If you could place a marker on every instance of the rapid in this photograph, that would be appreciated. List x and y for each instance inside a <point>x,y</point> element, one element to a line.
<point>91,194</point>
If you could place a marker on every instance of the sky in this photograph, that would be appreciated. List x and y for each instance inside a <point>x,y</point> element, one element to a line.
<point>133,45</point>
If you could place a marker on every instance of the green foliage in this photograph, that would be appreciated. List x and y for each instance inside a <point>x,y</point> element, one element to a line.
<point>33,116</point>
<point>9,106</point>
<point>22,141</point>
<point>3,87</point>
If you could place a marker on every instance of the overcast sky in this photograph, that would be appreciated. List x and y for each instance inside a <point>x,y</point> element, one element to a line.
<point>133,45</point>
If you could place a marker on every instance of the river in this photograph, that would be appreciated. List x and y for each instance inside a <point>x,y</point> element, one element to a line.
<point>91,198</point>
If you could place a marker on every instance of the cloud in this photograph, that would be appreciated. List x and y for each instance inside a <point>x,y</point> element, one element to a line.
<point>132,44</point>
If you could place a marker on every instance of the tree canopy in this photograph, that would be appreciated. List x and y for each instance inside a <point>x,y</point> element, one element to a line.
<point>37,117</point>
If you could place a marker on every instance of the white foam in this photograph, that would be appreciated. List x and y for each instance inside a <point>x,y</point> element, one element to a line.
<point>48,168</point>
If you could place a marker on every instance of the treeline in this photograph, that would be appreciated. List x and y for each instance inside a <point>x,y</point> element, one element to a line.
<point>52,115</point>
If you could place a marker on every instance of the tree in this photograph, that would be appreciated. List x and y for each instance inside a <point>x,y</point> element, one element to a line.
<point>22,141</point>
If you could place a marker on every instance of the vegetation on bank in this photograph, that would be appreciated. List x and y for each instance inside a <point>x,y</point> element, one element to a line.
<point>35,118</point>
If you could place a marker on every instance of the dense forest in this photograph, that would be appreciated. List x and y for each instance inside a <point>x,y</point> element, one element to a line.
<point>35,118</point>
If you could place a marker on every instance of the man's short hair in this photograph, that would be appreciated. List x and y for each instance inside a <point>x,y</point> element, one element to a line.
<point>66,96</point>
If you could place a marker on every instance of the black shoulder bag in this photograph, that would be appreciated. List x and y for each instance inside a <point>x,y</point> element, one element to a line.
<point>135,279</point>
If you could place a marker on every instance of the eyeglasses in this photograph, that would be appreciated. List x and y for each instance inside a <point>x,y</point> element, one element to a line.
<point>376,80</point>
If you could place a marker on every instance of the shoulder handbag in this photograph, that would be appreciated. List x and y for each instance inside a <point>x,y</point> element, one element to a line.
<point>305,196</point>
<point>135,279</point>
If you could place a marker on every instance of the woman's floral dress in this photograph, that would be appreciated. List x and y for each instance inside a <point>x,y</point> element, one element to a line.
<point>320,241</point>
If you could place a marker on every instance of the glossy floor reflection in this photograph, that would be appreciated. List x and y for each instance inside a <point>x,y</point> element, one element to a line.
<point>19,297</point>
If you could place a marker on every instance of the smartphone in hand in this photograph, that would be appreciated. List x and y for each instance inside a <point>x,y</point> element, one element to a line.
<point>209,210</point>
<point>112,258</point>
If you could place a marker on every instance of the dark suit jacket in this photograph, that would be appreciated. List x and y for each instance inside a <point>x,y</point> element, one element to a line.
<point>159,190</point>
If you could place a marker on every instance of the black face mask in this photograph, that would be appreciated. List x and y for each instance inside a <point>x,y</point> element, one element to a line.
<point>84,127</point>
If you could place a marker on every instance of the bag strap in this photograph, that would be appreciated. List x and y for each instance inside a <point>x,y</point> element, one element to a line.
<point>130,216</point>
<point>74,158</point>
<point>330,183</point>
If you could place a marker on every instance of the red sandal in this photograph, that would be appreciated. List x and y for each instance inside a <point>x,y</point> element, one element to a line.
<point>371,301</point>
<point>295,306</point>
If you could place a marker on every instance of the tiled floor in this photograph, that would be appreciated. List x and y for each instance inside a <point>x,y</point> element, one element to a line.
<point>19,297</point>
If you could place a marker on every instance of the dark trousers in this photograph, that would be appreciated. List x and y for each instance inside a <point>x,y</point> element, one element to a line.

--------------------------------

Activity> Now write the data shown above out again, word for word.

Solution to this exercise>
If you could place a marker on every instance of the rapid in this photograph, that would be appreciated. List x and y for each instance inside a <point>x,y</point> element, one element to a line.
<point>91,194</point>
If you could place a marker on every instance of the sky in this photograph, that would be appreciated. List x and y for each instance inside a <point>x,y</point> element, one element to a line.
<point>133,45</point>
If you could place a marker on every instance of the green foliage in this photograph, that would be appreciated. List x and y for each instance inside a <point>x,y</point> element, one element to a line.
<point>33,116</point>
<point>9,106</point>
<point>22,141</point>
<point>3,87</point>
If you could place a marker on every instance of the overcast sky in this photograph, that would be appreciated. List x and y for each instance inside a <point>x,y</point> element, one element to a line.
<point>133,45</point>
If you could place a marker on every instance of the river in this photograph, that would be appreciated. List x and y for each instance inside a <point>x,y</point> element, one element to a line.
<point>91,198</point>
If you could place a marker on every instance of the cloud in this photograph, that would be appreciated. List x and y for each instance inside a <point>x,y</point> element, one element to a line.
<point>132,44</point>
If you could place a marker on every instance of the tree canopy in this photograph, that would be appreciated. List x and y for each instance inside a <point>x,y</point> element, one element to a line.
<point>37,117</point>
If you could place a marker on every instance of the white foam in this photograph, that would be appreciated. List x and y for each instance inside a <point>x,y</point> element, one element to a line.
<point>48,168</point>
If you could place a marker on every instance of the treeline in this photograph, that would be appreciated. List x and y for each instance inside a <point>x,y</point> element, one element to a line.
<point>52,115</point>
If you could place a marker on every instance of the tree in this photograph, that would be appreciated. List x and y for each instance inside a <point>x,y</point> element, one element to a line.
<point>22,141</point>
If you could place a marker on every instance of the vegetation on bank in this photograph, that would be appreciated. List x and y for each instance inside a <point>x,y</point> element, one element to a line.
<point>35,118</point>
If you could place a marker on every instance of the dense forest in this photograph, that would be appreciated. List x and y for each instance inside a <point>x,y</point> element, one element to a line.
<point>35,118</point>
If you could place a marker on every instance of the man's short hair in this photograph, that would be appreciated. List x and y for each instance inside a <point>x,y</point> element, one element to a line.
<point>66,96</point>
If you could place a marker on every instance of the black shoulder bag in this photograph, that would be appreciated. List x and y for each instance inside a <point>x,y</point> element, one element to a line.
<point>135,279</point>
If you could place a marker on every instance of the eyeglasses in this photograph, that would be appreciated. List x and y for each instance inside a <point>x,y</point> element, one element to a line.
<point>376,80</point>
If you could place a marker on every instance of the shoulder handbag in this photograph, that would be appreciated. List x and y for each instance inside a <point>x,y</point> element, one element to a line.
<point>305,196</point>
<point>135,279</point>
If you could place a marker on every instance of the woman's floral dress in this photograph, that would be appreciated. List x and y for each instance inside a <point>x,y</point> element, one element to a line.
<point>320,241</point>
If you could place a marker on every instance of the glossy floor reflection in this photograph, that would be appreciated. List x and y for each instance inside a <point>x,y</point> element, one element to a line.
<point>19,297</point>
If you could place a marker on every instance of the smartphone in hand in this photograph, that would be appreciated. List x and y for each instance inside a <point>x,y</point> element, one element to a line.
<point>209,210</point>
<point>112,258</point>
If you could place a marker on every instance of the dark suit jacket in this photograph, that would be appreciated. List x and y for each instance inside a <point>x,y</point> element, one element to a line.
<point>159,190</point>
If you could place a marker on every instance of the black face mask in this photograph, that would be appreciated. List x and y for each instance inside a <point>x,y</point> element, one element to a line.
<point>84,127</point>
If you could place a marker on every instance of the bag strap in this photograph, that would be appreciated. List x and y for each instance inside a <point>x,y</point> element, one element to a line.
<point>130,216</point>
<point>74,158</point>
<point>330,183</point>
If you could place a marker on every instance of the red sandal in this photograph, that would be appreciated. List x and y for each instance inside a <point>x,y</point> element, one element to a line.
<point>371,301</point>
<point>295,306</point>
If you could place a marker on every instance of the tiled floor in this photograph, that would be appreciated. List x and y for each instance inside a <point>x,y</point> element, one element to a line.
<point>19,297</point>
If you could place a marker on every instance of the dark trousers in this photograph, that would be appreciated. List x and y for each instance inside a <point>x,y</point> element, one element to a line.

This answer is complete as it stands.